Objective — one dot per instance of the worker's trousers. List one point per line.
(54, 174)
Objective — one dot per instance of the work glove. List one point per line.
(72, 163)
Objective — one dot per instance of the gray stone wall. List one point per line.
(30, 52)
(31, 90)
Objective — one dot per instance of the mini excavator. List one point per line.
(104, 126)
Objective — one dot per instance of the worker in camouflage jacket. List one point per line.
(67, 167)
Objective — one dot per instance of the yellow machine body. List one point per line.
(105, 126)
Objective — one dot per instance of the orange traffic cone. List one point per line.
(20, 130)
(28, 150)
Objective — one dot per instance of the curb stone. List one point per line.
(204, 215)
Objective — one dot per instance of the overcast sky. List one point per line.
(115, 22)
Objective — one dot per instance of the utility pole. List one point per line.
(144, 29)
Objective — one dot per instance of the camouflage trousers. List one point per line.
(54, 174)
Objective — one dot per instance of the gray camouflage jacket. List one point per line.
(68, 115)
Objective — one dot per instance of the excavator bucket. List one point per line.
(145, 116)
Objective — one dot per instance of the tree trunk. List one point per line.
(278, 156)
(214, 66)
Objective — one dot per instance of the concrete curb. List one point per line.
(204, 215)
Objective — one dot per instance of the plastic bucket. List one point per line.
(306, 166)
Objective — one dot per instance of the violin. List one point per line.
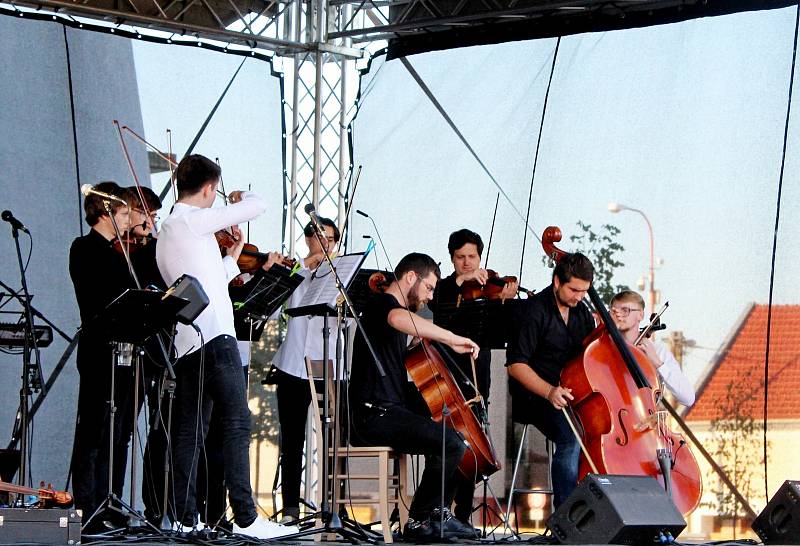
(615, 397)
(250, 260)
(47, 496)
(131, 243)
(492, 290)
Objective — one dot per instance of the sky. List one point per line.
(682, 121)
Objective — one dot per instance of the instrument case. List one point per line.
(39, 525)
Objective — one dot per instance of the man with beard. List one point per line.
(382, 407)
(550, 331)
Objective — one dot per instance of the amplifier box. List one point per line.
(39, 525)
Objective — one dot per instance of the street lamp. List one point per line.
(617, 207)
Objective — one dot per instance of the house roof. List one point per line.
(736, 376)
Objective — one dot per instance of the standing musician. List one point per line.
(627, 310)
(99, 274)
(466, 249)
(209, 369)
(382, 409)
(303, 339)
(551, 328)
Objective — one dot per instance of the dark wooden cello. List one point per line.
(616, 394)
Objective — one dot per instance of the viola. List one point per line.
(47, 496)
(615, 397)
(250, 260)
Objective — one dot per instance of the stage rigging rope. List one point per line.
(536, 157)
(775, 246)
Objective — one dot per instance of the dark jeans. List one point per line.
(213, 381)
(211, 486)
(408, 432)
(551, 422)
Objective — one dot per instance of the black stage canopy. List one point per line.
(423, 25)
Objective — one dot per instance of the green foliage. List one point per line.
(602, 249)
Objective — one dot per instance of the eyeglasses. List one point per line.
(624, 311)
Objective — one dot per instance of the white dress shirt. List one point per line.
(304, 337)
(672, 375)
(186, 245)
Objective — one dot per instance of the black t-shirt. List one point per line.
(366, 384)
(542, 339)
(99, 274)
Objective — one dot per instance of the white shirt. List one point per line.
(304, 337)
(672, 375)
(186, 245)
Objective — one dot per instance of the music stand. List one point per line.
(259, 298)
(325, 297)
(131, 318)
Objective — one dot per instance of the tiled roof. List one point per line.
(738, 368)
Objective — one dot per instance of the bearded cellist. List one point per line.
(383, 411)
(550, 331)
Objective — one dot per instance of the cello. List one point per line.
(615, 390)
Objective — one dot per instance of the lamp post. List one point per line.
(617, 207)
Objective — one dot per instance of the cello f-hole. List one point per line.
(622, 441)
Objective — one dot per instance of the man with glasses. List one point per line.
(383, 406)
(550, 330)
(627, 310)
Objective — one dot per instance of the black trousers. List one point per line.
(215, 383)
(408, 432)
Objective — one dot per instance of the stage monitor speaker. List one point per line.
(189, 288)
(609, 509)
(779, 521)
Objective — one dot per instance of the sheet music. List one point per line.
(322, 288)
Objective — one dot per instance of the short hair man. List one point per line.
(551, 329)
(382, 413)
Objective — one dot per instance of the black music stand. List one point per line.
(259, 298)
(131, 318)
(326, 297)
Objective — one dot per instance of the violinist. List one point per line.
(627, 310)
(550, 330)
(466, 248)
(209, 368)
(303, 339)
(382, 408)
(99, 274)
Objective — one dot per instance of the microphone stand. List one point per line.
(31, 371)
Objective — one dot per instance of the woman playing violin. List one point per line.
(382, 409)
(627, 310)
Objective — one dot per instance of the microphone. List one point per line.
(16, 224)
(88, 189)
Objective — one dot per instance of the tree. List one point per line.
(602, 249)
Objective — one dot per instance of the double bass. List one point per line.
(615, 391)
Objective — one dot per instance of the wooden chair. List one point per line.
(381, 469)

== Exercise task ==
Rewrite the records from the line with "Objective — one dot per instance of the short" through the end of the records, changing "double bass" to "cello" and leaving everything else as it is.

== Output for this exercise ==
Objective — one dot per instance of the short hair man. List one point per line.
(551, 329)
(382, 413)
Objective — one dot per instance of the black music stand. List one point per line.
(259, 298)
(131, 318)
(326, 297)
Objective — one dot per instance of the violinist. List one point per line.
(627, 310)
(550, 330)
(466, 248)
(209, 368)
(303, 339)
(382, 408)
(99, 274)
Objective — one dot per instance of the microphone stand. List one point per line.
(31, 371)
Objective — one dot per instance of the woman playing violin. List one point per line.
(382, 409)
(627, 310)
Objective — one dot per instance of the microphone. List one point per line.
(16, 224)
(88, 189)
Objective — one dot per instance of the tree. List one point per line.
(602, 249)
Objective — one dot per instance of the cello. List one point per line.
(615, 391)
Objective — one dot per instance of the wooden chair. List one point per line.
(381, 469)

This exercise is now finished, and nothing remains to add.